WORK TO DO:
Write out the listing below as a numbered list, one line per number, and skip any blank lines.

EXTRACTED ENTRIES:
■ ■ ■
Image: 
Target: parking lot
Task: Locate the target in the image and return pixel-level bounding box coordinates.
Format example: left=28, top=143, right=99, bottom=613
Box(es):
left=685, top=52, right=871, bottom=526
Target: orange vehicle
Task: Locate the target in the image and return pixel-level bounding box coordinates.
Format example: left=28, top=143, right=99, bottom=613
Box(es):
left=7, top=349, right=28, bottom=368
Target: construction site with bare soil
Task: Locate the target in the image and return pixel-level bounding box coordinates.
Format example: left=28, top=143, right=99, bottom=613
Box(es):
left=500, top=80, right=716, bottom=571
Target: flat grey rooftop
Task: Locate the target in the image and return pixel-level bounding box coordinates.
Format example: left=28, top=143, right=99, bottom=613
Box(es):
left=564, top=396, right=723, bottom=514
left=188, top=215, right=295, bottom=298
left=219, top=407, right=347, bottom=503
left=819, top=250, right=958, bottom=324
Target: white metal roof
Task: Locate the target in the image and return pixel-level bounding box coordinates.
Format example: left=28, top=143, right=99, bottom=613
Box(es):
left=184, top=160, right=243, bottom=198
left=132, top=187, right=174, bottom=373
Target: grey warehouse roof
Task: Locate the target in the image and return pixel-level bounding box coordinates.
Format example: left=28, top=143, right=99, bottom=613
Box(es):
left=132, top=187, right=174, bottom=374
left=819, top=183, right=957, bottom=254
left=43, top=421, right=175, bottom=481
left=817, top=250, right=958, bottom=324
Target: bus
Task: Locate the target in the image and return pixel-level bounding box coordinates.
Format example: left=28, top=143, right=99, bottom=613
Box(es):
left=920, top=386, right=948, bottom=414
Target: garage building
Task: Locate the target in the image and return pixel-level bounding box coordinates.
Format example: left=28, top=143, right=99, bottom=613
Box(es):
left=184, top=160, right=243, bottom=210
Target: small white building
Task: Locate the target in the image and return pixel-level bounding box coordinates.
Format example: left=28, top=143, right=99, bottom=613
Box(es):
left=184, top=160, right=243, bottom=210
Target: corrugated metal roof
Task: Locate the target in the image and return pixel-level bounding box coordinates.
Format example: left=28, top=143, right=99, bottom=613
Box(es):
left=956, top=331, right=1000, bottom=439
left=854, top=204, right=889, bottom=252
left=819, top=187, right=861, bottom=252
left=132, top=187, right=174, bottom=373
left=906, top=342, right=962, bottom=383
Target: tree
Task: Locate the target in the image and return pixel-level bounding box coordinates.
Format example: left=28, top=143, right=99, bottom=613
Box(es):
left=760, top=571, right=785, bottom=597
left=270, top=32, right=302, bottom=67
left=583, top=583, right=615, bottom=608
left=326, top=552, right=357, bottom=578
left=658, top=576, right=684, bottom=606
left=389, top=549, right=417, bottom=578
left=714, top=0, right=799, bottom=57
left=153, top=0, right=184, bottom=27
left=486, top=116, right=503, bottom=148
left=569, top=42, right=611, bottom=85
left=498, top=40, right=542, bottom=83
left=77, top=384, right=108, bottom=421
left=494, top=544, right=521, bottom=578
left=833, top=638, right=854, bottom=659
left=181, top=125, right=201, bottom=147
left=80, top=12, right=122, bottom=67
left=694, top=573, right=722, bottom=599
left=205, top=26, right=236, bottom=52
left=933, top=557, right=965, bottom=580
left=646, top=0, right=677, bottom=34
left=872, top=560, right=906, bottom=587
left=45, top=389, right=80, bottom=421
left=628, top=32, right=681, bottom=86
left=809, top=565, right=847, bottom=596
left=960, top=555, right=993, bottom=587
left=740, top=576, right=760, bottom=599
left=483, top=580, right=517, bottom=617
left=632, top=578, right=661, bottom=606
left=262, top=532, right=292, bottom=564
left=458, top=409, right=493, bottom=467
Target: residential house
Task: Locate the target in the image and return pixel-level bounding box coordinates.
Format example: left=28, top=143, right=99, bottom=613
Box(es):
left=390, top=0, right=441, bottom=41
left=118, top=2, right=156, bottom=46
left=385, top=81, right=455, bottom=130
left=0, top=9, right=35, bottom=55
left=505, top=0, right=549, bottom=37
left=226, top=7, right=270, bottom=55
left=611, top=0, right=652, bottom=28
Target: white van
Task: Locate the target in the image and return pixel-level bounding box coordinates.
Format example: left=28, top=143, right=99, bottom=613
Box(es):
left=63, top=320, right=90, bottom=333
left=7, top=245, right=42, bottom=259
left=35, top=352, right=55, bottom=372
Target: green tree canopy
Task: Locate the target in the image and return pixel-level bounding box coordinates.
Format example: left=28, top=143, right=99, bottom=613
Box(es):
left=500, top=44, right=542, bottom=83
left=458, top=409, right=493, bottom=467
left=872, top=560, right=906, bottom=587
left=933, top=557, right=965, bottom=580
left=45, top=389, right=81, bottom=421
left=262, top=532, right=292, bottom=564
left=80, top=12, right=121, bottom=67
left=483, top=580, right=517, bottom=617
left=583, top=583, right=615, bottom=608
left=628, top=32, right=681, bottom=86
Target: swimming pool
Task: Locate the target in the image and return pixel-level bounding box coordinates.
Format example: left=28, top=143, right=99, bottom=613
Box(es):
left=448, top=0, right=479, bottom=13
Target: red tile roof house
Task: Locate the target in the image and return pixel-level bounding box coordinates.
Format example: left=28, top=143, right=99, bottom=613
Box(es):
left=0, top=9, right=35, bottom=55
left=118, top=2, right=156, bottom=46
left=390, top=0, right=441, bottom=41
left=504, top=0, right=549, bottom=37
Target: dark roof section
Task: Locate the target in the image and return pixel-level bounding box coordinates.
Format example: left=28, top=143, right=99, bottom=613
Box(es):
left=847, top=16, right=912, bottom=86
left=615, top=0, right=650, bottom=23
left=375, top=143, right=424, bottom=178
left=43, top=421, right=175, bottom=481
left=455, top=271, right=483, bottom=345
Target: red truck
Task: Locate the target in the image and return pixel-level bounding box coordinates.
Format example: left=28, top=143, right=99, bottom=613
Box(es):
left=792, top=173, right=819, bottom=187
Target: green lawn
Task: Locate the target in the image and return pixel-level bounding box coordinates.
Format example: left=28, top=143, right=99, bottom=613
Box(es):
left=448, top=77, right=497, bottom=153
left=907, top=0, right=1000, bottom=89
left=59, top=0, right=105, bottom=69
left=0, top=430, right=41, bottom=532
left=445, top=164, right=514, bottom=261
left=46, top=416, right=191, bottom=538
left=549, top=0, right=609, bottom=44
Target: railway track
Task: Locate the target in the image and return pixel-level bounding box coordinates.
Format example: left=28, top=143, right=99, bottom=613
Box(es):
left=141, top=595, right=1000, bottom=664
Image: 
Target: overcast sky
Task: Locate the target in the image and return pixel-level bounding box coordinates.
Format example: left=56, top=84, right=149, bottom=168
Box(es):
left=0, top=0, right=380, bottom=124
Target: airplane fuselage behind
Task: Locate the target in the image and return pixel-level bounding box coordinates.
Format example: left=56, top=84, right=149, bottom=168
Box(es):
■ ■ ■
OUTPUT BELOW:
1. Image: 
2. Target: parking lot
3. Task: Locate the target in the image and return pixel-level bounding box coordinates.
4. Format example: left=28, top=143, right=99, bottom=613
5. Box(es):
6. left=685, top=52, right=871, bottom=526
7. Target: orange vehicle
8. Task: Locate the target in the image and return pixel-level bounding box coordinates.
9. Format example: left=28, top=143, right=99, bottom=613
10. Box(es):
11. left=7, top=349, right=28, bottom=368
12. Target: construction site with bare soil
13. Task: Locate the target in the image and return pixel-level bounding box coordinates.
14. Format example: left=28, top=143, right=99, bottom=613
15. Box(es):
16. left=500, top=80, right=716, bottom=571
17. Target: flat grey rooftop
18. Task: Locate the target in the image and return pixel-level bounding box coordinates.
19. Format example: left=28, top=143, right=99, bottom=613
20. Box(es):
21. left=564, top=396, right=723, bottom=514
22. left=188, top=215, right=295, bottom=298
23. left=219, top=407, right=347, bottom=503
24. left=819, top=250, right=958, bottom=324
25. Target: white metal roof
26. Task: Locate the target in the image and return pixel-level bounding box coordinates.
27. Format example: left=28, top=143, right=99, bottom=613
28. Box(es):
29. left=184, top=160, right=243, bottom=198
30. left=132, top=187, right=174, bottom=373
31. Target: grey warehouse roof
32. Task: Locate the target in the image and return pixel-level bounding box coordinates.
33. Format example: left=28, top=143, right=99, bottom=613
34. Box(es):
35. left=132, top=187, right=174, bottom=374
36. left=819, top=183, right=957, bottom=254
37. left=43, top=421, right=175, bottom=481
38. left=817, top=250, right=958, bottom=324
39. Target: bus
40. Task: Locate the target in the image and return pixel-level bounding box coordinates.
41. Format example: left=28, top=143, right=99, bottom=613
42. Box(es):
43. left=920, top=386, right=948, bottom=414
44. Target: garage building
45. Task: Locate the target in the image and return pixel-level bounding box coordinates.
46. Format example: left=28, top=143, right=99, bottom=613
47. Box(es):
48. left=184, top=160, right=243, bottom=210
49. Target: small white building
50. Task: Locate the target in the image and return pixel-level bounding box coordinates.
51. Format example: left=28, top=143, right=99, bottom=613
52. Box(es):
53. left=184, top=160, right=243, bottom=210
54. Target: corrugated metal roof
55. Task: Locate the target in the image and return pixel-level bounding box coordinates.
56. Format example: left=28, top=143, right=99, bottom=613
57. Box(es):
58. left=956, top=331, right=1000, bottom=439
59. left=854, top=204, right=889, bottom=252
60. left=819, top=187, right=861, bottom=252
61. left=132, top=187, right=174, bottom=373
62. left=906, top=342, right=962, bottom=383
63. Target: tree
64. Task: Locate the target in the image and return pixel-level bounding box coordinates.
65. Format example: left=28, top=143, right=99, bottom=613
66. Box(es):
67. left=760, top=571, right=785, bottom=597
68. left=270, top=32, right=302, bottom=67
69. left=583, top=583, right=615, bottom=608
70. left=326, top=552, right=357, bottom=578
71. left=658, top=576, right=684, bottom=606
72. left=389, top=549, right=417, bottom=578
73. left=714, top=0, right=799, bottom=57
74. left=153, top=0, right=184, bottom=27
75. left=486, top=116, right=503, bottom=148
76. left=569, top=42, right=611, bottom=85
77. left=498, top=40, right=542, bottom=83
78. left=77, top=384, right=108, bottom=421
79. left=494, top=544, right=521, bottom=578
80. left=833, top=638, right=854, bottom=659
81. left=181, top=125, right=201, bottom=147
82. left=80, top=12, right=122, bottom=67
83. left=694, top=573, right=722, bottom=599
84. left=205, top=26, right=236, bottom=52
85. left=933, top=557, right=965, bottom=580
86. left=646, top=0, right=677, bottom=34
87. left=872, top=560, right=906, bottom=587
88. left=45, top=389, right=80, bottom=421
89. left=628, top=32, right=681, bottom=86
90. left=809, top=565, right=847, bottom=596
91. left=960, top=555, right=993, bottom=587
92. left=740, top=576, right=760, bottom=599
93. left=483, top=580, right=517, bottom=617
94. left=632, top=578, right=661, bottom=606
95. left=262, top=532, right=292, bottom=564
96. left=458, top=409, right=493, bottom=467
97. Target: residential house
98. Task: Locate the target in the image and return pixel-level bounding box coordinates.
99. Format example: left=28, top=143, right=99, bottom=613
100. Box(es):
101. left=390, top=0, right=441, bottom=41
102. left=118, top=2, right=156, bottom=46
103. left=385, top=81, right=455, bottom=130
104. left=0, top=9, right=35, bottom=55
105. left=505, top=0, right=549, bottom=37
106. left=226, top=7, right=270, bottom=55
107. left=611, top=0, right=652, bottom=28
108. Target: white van
109. Task: Locate the target in the image and return pixel-level bounding box coordinates.
110. Format example: left=28, top=143, right=99, bottom=613
111. Box(es):
112. left=63, top=320, right=90, bottom=333
113. left=7, top=245, right=42, bottom=259
114. left=35, top=352, right=55, bottom=372
115. Target: green tree canopy
116. Task: Locate the target in the image and return pixel-level bounding box coordinates.
117. Format example: left=28, top=143, right=99, bottom=613
118. Box(es):
119. left=500, top=44, right=542, bottom=83
120. left=458, top=409, right=493, bottom=467
121. left=872, top=560, right=906, bottom=587
122. left=933, top=557, right=965, bottom=580
123. left=45, top=389, right=81, bottom=421
124. left=262, top=532, right=292, bottom=564
125. left=80, top=12, right=121, bottom=67
126. left=483, top=580, right=517, bottom=617
127. left=583, top=583, right=615, bottom=608
128. left=628, top=32, right=681, bottom=86
129. Target: swimming pool
130. Task: Locate the target in the image and return pixel-level bounding box coordinates.
131. Format example: left=28, top=143, right=99, bottom=613
132. Box(es):
133. left=448, top=0, right=479, bottom=13
134. Target: red tile roof house
135. Task: Locate the target in the image and return pixel-level bounding box coordinates.
136. Format example: left=28, top=143, right=99, bottom=613
137. Box(es):
138. left=0, top=9, right=35, bottom=55
139. left=118, top=2, right=156, bottom=46
140. left=390, top=0, right=441, bottom=41
141. left=504, top=0, right=549, bottom=37
142. Target: dark roof section
143. Task: Locate the target in the image and return pixel-level bounding box coordinates.
144. Format example: left=28, top=143, right=99, bottom=613
145. Box(es):
146. left=847, top=16, right=912, bottom=86
147. left=615, top=0, right=650, bottom=23
148. left=375, top=143, right=424, bottom=178
149. left=43, top=421, right=175, bottom=481
150. left=455, top=271, right=483, bottom=345
151. Target: red truck
152. Task: Locate the target in the image and return pixel-level bounding box coordinates.
153. Format example: left=28, top=143, right=99, bottom=613
154. Box(es):
155. left=792, top=173, right=819, bottom=187
156. Target: green lawn
157. Task: Locate the target in the image and return pixel-level bounding box coordinates.
158. Format example: left=28, top=143, right=99, bottom=613
159. Box(es):
160. left=448, top=77, right=497, bottom=153
161. left=907, top=0, right=1000, bottom=89
162. left=59, top=0, right=105, bottom=69
163. left=0, top=430, right=41, bottom=532
164. left=445, top=164, right=514, bottom=261
165. left=46, top=416, right=191, bottom=538
166. left=549, top=0, right=609, bottom=44
167. Target: railway track
168. Task: Locate the target in the image and return pixel-level bounding box coordinates.
169. Format example: left=28, top=143, right=99, bottom=613
170. Box(es):
171. left=141, top=595, right=1000, bottom=664
172. Image: 
173. Target: overcast sky
174. Task: Locate the target in the image and return pixel-level bounding box coordinates.
175. Format example: left=56, top=84, right=149, bottom=168
176. Box(es):
177. left=0, top=0, right=380, bottom=124
178. Target: airplane fuselage behind
179. Task: Locate the target in the image and return pixel-level bounding box coordinates.
180. Format example: left=56, top=84, right=149, bottom=168
181. Box(es):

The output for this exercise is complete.